[Opening Data extract section]
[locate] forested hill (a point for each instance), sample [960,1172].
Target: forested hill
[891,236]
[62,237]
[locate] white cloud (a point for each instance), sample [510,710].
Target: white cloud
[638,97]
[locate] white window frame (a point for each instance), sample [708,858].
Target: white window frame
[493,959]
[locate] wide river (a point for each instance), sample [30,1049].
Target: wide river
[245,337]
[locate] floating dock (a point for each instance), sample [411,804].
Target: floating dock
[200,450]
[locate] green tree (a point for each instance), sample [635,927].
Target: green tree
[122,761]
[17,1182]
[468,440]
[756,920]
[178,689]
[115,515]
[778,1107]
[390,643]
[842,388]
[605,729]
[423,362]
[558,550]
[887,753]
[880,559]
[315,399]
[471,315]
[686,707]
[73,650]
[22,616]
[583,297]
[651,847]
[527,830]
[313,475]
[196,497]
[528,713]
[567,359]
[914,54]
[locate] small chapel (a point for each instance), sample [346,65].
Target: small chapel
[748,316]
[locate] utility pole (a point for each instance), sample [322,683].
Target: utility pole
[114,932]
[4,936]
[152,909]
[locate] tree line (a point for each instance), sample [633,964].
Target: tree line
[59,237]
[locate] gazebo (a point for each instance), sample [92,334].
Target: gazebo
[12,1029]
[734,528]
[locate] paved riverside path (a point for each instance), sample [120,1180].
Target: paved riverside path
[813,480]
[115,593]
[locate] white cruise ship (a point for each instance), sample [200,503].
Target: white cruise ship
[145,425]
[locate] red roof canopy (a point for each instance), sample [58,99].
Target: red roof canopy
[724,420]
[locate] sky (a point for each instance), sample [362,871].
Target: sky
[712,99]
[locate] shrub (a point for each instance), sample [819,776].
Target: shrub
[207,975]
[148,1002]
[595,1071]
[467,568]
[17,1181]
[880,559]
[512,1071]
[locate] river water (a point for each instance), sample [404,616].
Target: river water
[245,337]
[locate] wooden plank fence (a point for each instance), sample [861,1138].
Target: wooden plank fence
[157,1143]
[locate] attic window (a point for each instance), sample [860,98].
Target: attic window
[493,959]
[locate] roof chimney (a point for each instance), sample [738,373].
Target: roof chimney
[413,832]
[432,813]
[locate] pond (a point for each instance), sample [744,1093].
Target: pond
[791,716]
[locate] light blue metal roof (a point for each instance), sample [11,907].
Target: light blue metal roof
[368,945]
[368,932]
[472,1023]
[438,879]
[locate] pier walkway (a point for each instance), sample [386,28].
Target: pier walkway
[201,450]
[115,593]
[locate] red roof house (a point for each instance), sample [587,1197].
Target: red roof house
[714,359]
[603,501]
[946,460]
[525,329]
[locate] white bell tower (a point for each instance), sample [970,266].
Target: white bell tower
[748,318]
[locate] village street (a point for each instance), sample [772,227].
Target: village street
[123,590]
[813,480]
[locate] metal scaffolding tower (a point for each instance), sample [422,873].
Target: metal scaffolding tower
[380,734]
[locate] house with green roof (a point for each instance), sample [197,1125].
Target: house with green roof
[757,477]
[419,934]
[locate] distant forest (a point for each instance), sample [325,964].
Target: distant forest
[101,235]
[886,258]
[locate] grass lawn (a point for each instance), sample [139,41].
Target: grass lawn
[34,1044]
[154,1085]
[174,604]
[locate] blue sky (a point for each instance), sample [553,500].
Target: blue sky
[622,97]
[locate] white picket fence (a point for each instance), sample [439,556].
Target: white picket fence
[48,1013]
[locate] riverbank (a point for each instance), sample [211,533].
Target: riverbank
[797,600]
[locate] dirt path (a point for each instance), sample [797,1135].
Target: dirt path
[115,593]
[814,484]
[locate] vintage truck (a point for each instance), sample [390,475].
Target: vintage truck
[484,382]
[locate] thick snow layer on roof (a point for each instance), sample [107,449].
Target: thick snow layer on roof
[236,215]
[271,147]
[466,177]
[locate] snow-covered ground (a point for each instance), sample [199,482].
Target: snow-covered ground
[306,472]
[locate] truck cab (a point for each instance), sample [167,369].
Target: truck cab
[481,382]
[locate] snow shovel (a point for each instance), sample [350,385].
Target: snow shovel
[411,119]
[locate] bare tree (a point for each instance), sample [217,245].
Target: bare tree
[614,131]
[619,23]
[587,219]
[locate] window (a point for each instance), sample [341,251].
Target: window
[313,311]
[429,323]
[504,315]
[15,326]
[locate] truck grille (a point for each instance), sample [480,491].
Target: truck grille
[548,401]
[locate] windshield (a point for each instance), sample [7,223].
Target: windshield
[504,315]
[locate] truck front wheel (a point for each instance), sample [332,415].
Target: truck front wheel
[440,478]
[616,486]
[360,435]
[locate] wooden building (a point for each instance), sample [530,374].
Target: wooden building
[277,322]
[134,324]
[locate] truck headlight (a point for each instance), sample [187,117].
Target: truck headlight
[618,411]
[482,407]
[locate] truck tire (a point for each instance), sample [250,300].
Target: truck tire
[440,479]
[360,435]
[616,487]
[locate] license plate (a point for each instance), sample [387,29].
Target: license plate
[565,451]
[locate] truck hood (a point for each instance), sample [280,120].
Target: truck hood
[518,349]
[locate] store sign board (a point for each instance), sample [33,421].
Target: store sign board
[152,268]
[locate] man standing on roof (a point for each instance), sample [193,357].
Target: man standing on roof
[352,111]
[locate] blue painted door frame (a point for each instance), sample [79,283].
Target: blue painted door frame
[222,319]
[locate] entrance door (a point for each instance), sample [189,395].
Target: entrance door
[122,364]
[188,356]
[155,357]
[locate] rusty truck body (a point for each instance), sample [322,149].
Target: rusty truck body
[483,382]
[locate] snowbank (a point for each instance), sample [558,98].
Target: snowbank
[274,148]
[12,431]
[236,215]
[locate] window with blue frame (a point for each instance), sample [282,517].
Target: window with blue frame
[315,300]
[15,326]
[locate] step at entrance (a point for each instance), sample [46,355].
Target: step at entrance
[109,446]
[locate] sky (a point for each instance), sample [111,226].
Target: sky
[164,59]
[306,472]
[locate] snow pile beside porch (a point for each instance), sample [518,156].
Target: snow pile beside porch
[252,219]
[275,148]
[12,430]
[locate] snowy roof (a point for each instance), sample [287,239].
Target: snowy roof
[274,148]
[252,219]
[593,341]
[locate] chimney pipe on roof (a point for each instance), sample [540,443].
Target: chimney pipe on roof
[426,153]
[Closing Data extract section]
▶ Work task: Take the lines above from the one containing "[locate] roof chimney" to the one containing "[locate] metal scaffolding" and retype them exactly, both ends included, with nothing added.

▶ Output of the task:
[locate] roof chimney (a point for each instance), sample [738,373].
Target: roof chimney
[413,832]
[432,813]
[locate] pond (a point for each instance), sample [744,1093].
Target: pond
[791,716]
[locate] light blue metal roof (a point for each instance), sample [11,907].
Target: light blue metal roof
[368,945]
[368,932]
[472,1023]
[438,879]
[locate] pier walkway (a point for each instance), sample [386,28].
Target: pier walkway
[201,450]
[115,593]
[locate] red roof house (a point for each instance), sample [587,1197].
Target: red roof house
[714,359]
[603,501]
[946,460]
[525,329]
[locate] white bell tower (a point for each instance), sample [970,266].
Target: white bell tower
[748,318]
[locate] village street (a point for each instance), sample [772,227].
Target: village street
[123,590]
[813,480]
[locate] metal scaffolding tower (a point for each instance), sample [422,873].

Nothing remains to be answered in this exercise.